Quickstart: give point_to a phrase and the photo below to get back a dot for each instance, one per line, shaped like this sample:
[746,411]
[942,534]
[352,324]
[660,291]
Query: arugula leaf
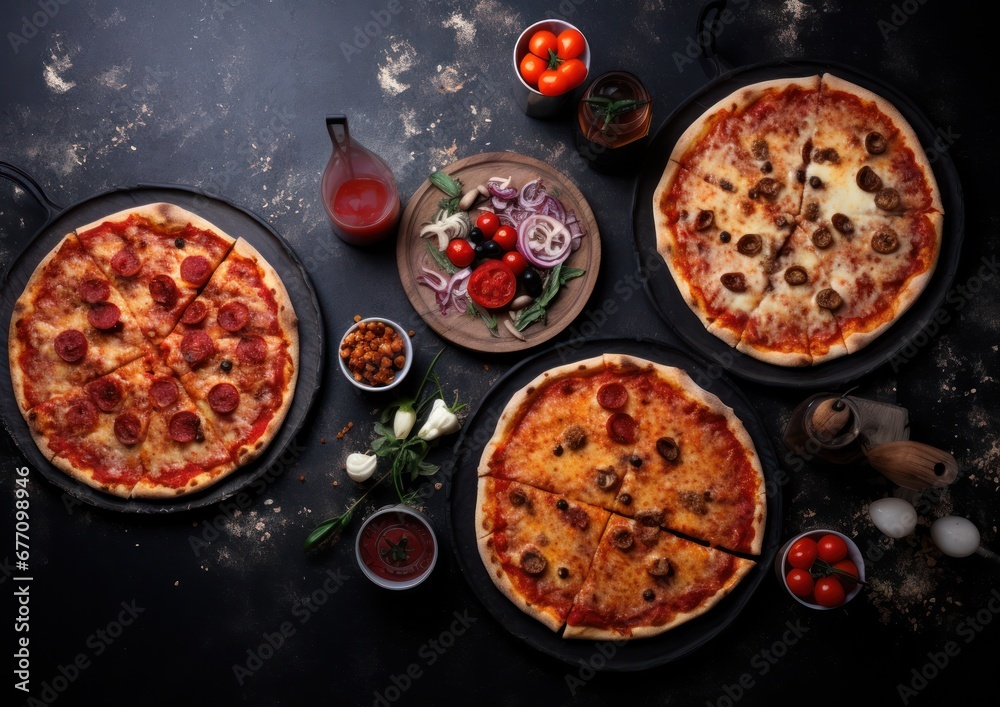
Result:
[537,311]
[441,259]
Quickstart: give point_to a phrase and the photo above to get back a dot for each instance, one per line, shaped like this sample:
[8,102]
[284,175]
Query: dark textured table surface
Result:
[220,604]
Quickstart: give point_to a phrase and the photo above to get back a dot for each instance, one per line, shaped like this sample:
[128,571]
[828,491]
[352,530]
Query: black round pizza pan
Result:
[674,310]
[236,222]
[462,481]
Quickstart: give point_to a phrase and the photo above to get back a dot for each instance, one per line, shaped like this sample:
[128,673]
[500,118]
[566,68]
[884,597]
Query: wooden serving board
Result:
[471,332]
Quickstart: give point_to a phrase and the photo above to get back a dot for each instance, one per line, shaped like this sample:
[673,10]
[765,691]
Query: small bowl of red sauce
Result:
[396,547]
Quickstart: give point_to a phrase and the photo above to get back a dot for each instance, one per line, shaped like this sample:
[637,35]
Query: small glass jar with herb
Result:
[613,121]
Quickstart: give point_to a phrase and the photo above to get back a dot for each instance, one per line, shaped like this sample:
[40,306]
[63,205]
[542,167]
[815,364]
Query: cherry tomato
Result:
[488,223]
[541,42]
[847,568]
[574,71]
[829,592]
[831,548]
[506,237]
[802,553]
[460,252]
[553,83]
[570,44]
[532,67]
[515,261]
[800,583]
[492,284]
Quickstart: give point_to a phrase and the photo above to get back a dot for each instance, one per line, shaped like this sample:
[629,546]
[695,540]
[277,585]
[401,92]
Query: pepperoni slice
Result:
[128,428]
[195,312]
[196,346]
[81,416]
[71,345]
[612,396]
[93,290]
[163,391]
[184,426]
[223,398]
[195,269]
[126,263]
[622,428]
[163,290]
[233,316]
[252,349]
[105,392]
[104,315]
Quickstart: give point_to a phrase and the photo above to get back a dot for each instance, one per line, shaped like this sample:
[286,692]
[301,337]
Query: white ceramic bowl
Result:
[534,103]
[399,375]
[781,566]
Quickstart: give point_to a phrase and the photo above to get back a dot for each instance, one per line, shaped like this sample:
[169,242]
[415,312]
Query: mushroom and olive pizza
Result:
[799,218]
[617,499]
[152,354]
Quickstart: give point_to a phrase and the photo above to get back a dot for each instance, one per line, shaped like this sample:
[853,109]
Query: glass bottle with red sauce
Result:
[359,190]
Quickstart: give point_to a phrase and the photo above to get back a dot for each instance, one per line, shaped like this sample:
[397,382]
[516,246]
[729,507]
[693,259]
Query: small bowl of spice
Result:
[375,354]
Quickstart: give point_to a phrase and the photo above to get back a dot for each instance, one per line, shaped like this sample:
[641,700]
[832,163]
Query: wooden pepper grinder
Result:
[844,428]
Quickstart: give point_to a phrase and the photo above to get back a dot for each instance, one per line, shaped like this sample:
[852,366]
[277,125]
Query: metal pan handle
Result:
[26,182]
[710,22]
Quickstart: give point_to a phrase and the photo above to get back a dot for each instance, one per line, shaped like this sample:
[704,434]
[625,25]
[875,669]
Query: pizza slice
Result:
[181,452]
[644,581]
[865,158]
[720,249]
[753,143]
[877,266]
[537,546]
[244,296]
[788,328]
[95,434]
[158,256]
[68,327]
[244,388]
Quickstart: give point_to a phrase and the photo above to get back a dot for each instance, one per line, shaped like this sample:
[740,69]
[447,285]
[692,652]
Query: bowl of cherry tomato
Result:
[821,569]
[551,61]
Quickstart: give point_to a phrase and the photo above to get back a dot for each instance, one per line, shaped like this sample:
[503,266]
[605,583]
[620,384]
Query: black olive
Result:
[492,249]
[532,282]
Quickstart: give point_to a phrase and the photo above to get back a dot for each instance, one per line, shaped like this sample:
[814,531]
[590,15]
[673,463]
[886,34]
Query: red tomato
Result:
[532,67]
[492,284]
[515,261]
[828,592]
[460,252]
[802,553]
[553,83]
[574,71]
[800,583]
[506,237]
[541,42]
[831,548]
[846,568]
[488,223]
[570,44]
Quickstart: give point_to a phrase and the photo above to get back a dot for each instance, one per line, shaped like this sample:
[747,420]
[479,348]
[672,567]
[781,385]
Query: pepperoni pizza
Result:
[799,218]
[617,499]
[152,354]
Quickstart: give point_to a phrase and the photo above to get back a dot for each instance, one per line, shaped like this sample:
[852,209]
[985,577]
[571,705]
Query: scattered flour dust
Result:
[464,29]
[402,59]
[59,62]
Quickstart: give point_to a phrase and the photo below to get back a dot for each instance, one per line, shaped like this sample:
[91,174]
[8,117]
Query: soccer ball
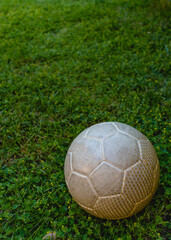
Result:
[112,170]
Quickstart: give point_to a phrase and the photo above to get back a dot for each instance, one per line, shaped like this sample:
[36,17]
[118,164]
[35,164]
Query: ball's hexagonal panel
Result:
[82,190]
[130,130]
[121,150]
[114,207]
[86,156]
[141,204]
[148,154]
[68,166]
[101,130]
[138,182]
[107,180]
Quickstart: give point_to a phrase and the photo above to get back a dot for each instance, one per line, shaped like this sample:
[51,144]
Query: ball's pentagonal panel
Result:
[138,182]
[112,170]
[113,207]
[148,154]
[86,156]
[121,150]
[107,179]
[68,166]
[101,130]
[82,190]
[141,204]
[130,130]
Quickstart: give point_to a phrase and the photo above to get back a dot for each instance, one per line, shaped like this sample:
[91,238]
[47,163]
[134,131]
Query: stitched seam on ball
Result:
[109,134]
[118,167]
[128,135]
[95,169]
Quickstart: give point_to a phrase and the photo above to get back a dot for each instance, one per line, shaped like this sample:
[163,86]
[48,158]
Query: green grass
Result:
[66,65]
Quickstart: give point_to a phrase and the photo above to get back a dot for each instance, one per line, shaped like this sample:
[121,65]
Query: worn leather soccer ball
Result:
[112,170]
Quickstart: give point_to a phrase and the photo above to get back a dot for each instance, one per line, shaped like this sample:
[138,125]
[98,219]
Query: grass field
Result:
[64,66]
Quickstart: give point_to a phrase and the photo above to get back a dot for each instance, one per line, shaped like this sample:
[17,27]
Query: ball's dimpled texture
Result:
[112,170]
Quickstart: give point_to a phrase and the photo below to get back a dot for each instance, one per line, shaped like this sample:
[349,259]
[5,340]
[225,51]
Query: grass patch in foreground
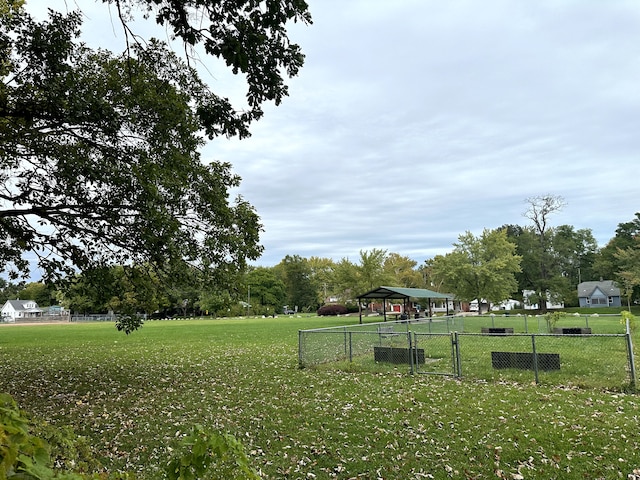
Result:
[134,396]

● **What is expected**: Give the material again exactly as it is, but keep the pictures out.

● **Finished task**:
Quickstart: give point_to a phrase and the photo below to get back a dot for each instance, one per line, shaped like this sample:
[746,411]
[942,534]
[352,324]
[660,291]
Query: arugula leaf
Result:
[537,311]
[441,259]
Quickstart: give point_to a phrase and the photo above to get back a dot for each instance, one per line, shaped like this sample:
[8,102]
[284,175]
Query: dark textured table surface
Result:
[220,604]
Quickstart: give point_to a phrase and the photo above to get back a dot for each instance, one per line, shaped like this sample:
[128,571]
[828,491]
[352,530]
Query: black round pizza pan
Result:
[674,310]
[236,222]
[462,481]
Quickstart: give point_to a phrase and the photo above to get back a dot for each instance, one per line, shaped like this sample:
[128,673]
[500,118]
[566,68]
[884,597]
Query: wooden serving board
Result:
[471,332]
Quickstart: give point_to a phrase and the photo above to get back a dot for each instance, one per line, shaped like this sample:
[673,10]
[765,691]
Query: small bowl of red sauce
Result:
[396,547]
Quickstart: give point_to a phrase and the photo above to get back a dot for each instance, one per line, shaped like this sample:
[637,35]
Query: small glass jar with herb
Result:
[613,121]
Quickstart: give point_to a phrase and the photo above to get back a dot for each instance, one per line, shaped like this sample:
[40,306]
[63,205]
[542,167]
[815,364]
Query: cherry tomato
Result:
[488,223]
[541,42]
[847,568]
[574,71]
[829,592]
[831,548]
[506,237]
[802,553]
[460,252]
[553,83]
[570,44]
[532,67]
[515,261]
[800,583]
[492,284]
Quickstart: give point_to a phrase and the photo above to get back a dot for each instance, one per line, shaped like this sample:
[629,546]
[695,540]
[277,585]
[401,92]
Query: pepperoni slice
Result:
[128,428]
[195,312]
[196,346]
[81,416]
[71,345]
[612,396]
[93,290]
[163,391]
[184,426]
[223,398]
[195,269]
[126,263]
[622,428]
[163,290]
[233,316]
[252,349]
[105,392]
[104,315]
Quickstart: give point_to a phrase and the photo above to get back a dot for each instance, one per line, shaped like this sample:
[286,692]
[301,337]
Query: white ceramic bowl
Result:
[534,103]
[399,375]
[781,566]
Quickstart: give point_to a phrase and the photo above to get back a dot for each instance, one per line, shaped like this sample:
[169,242]
[415,312]
Query: mushroom and olive pizza
Result:
[799,218]
[617,499]
[152,354]
Quickstart: give point_to a phrase and the photo above to get back a dot for each instance, one per line, shaped like this sample:
[853,109]
Query: glass bottle with red sauce
Result:
[359,190]
Quickstart: give point_to a phrase and the photo above to get back a dot for each instance, one per line, shaped like this sample:
[397,382]
[516,246]
[729,507]
[693,259]
Query: small bowl of spice
Result:
[375,354]
Quickstart: give point_to a phrase and the photo above to get back a dot for each instance, one per line, shaped like this sample:
[641,700]
[832,163]
Query: wooden pepper grinder
Result:
[844,428]
Quickstart: give point_to a phrase and the photo above to get back a dot for each instance, one per line, shaped like this sample:
[852,366]
[277,125]
Query: metal pan handle
Result:
[26,182]
[710,22]
Quickstart: give point_to a phrase and the photo above to get back a dot for each instance, one per line, shaped like this sample:
[704,434]
[625,25]
[875,669]
Query: pizza slice
Result:
[181,452]
[644,581]
[865,158]
[720,249]
[753,143]
[877,266]
[537,546]
[244,296]
[788,328]
[95,434]
[158,256]
[68,327]
[244,388]
Quickstart: give point_to a phrase and the photo above to get back a dot for each instance, one per line, shaped like this sample:
[740,69]
[447,285]
[692,652]
Query: bowl of cherry tomato
Result:
[821,569]
[551,61]
Quickstart: give point_to a phrase and the photo above to get back a dot for each instance, one per line, shaped like this sample:
[503,266]
[605,583]
[620,384]
Query: black olive
Result:
[492,249]
[532,282]
Quickstart: give point_to a phrase and the photo above to get back a dot for each instance, one per line, shaped like this sample:
[814,531]
[590,15]
[673,463]
[886,34]
Query: red tomato
Result:
[532,67]
[492,284]
[515,261]
[828,592]
[460,252]
[802,553]
[553,83]
[574,71]
[800,583]
[506,237]
[541,42]
[831,548]
[846,568]
[488,223]
[570,44]
Quickstart: give point_to a phrase and the photo above to get back a dot for each instance, one per line, shaped like this sample:
[747,420]
[479,348]
[672,567]
[781,385]
Query: pepperoni pizza
Result:
[799,218]
[617,499]
[152,354]
Quickstart: give point_to a phrase and the photo above to get back a dot for each instance, one per line, shaped like this sample:
[852,209]
[985,577]
[571,705]
Query: scattered flour dust
Result:
[464,29]
[402,59]
[59,62]
Quickstart: give point_to a phrase and the photo below to get back a dot for each instance, one per line, shaped like this sample:
[91,174]
[8,117]
Query: soccer ball
Result:
[112,170]
Quickstart: give point_to a phrase and the photo above to get back a dot for each instance, one per line, shaped like this sample:
[36,17]
[118,164]
[35,164]
Query: ball's hexagonal panel
Result:
[82,190]
[130,130]
[121,150]
[114,207]
[86,156]
[141,204]
[148,154]
[68,166]
[101,130]
[138,182]
[107,180]
Quickstart: give point_to a phrase and the photo above to get back a dot for each instance, one per line, shaped like this sample:
[51,144]
Query: ball's pentagonal panel
Result:
[138,182]
[112,170]
[113,207]
[148,154]
[86,156]
[121,150]
[107,179]
[68,166]
[101,130]
[82,190]
[141,204]
[130,130]
Quickstart: give point_to a phrase and the photo above to get back a dot for each instance, one per line, shaped like this sample:
[91,238]
[47,163]
[134,131]
Query: stitched seam on ball
Result:
[109,134]
[118,167]
[128,135]
[95,169]
Quickstart: give point_to a phrase and the photo above to get back a dot for each instance, one per line, shaped like this sample:
[163,86]
[48,158]
Query: green grass
Result:
[66,65]
Quickstart: give point_to a phrase and the photo above to get back a dot for each instance, one per line, shaped like this sample:
[121,65]
Query: worn leather soccer ball
Result:
[112,170]
Quickstart: give point_to a phrase and the photo above to get back a dot for each instance, one per line, shaped like this sample:
[138,125]
[98,219]
Query: grass field
Result:
[64,66]
Quickstart: give point_to a phrase and the photo above to get back a dot for each instance, one per line, shaped like this sample:
[17,27]
Query: ball's dimpled texture
Result:
[112,170]
Quickstart: give point_to a phrase and the photo below to get back a dot for each instance, one per line, shaped like this sample:
[349,259]
[5,340]
[225,51]
Query: grass patch in foreground
Result:
[134,396]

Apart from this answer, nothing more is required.